START Supplied text

Should I pay for major repairs or buy a new car?

Car engine
  • Weigh up the outlay before deciding to repair your car
  • If the cost of repairs are higher than the market value of your car, it might be worth considering a reliable replacement car
  • The 6 signs of serious engine problems

Unless your car is a classic or has sentimental value, working out whether to pay for major repairs, or to sell and buy a new car, should be based on economics: which option will be less costly in the short – and long–term?

  • Get three quotes to carry out the repair work on your car
  • Find out what your make and model is usually worth
  • Look at potential replacement cars and weigh up the overall cost

A major failure under warranty, while unwelcome, is at least covered by the manufacturer. You’re more likely to encounter major mechanical problems with an older model, in which the warranty is long gone.

The potential repair bill should be compared with the market value of the car which, if it’s more than 10 years old, will only be a small fraction of the new value. You should also factor into your decision that a car with high mileage is likely to continue to develop problems due to wear and tear.

END Supplied text

■ Required work
(a) From the car repair article, copy the passage word for word, starting at "The potential repair" and ending at "wear and tear.".
(b) List every bullet point in the car repair article that comes right after the paragraph saying the decision should be based on economics.

START Data shown

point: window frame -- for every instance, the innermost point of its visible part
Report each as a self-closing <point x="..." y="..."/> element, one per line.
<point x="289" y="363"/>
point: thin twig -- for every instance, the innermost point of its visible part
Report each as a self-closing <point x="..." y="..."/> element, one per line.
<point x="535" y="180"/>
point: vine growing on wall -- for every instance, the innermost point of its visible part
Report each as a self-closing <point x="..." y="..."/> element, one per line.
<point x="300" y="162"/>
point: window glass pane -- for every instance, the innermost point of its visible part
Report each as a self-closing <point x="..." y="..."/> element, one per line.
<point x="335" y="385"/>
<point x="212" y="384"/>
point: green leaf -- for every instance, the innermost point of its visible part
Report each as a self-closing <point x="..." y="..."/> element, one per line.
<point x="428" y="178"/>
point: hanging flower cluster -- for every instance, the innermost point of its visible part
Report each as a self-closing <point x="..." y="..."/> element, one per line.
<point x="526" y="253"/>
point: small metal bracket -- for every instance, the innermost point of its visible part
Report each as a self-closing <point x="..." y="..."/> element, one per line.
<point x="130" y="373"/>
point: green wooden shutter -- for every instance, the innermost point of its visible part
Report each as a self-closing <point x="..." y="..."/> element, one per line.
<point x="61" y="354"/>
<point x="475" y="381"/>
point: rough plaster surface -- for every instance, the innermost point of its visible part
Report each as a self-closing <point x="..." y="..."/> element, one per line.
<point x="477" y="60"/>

END Data shown
START Data shown

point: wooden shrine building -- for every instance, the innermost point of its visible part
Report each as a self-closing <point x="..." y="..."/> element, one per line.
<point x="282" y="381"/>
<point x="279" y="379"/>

END Data shown
START Data shown

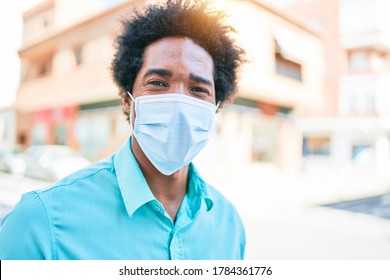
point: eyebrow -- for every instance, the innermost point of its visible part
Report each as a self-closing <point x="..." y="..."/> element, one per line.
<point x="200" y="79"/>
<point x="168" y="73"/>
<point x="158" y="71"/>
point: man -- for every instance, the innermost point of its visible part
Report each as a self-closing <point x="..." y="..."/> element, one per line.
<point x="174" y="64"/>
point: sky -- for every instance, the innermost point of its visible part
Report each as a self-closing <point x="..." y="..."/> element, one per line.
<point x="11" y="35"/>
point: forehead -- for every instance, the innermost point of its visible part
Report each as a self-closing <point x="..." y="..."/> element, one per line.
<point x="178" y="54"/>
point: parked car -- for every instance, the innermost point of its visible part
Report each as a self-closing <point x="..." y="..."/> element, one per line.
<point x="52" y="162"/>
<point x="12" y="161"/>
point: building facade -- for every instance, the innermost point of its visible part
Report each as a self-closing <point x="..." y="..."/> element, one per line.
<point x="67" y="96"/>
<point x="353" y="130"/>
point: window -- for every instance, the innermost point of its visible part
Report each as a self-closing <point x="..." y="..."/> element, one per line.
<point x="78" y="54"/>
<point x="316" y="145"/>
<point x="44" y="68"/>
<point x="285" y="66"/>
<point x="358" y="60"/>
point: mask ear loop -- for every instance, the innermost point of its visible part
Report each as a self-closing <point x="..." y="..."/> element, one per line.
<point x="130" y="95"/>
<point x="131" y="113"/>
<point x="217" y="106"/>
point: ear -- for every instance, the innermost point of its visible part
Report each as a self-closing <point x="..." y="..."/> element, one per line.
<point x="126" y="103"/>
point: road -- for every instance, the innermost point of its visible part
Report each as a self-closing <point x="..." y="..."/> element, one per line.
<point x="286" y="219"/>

END Data shown

■ Answers for the tasks
(a)
The potential repair bill should be compared with the market value of the car which, if it’s more than 10 years old, will only be a small fraction of the new value. You should also factor into your decision that a car with high mileage is likely to continue to develop problems due to wear and tear.

(b)
- Get three quotes to carry out the repair work on your car
- Find out what your make and model is usually worth
- Look at potential replacement cars and weigh up the overall cost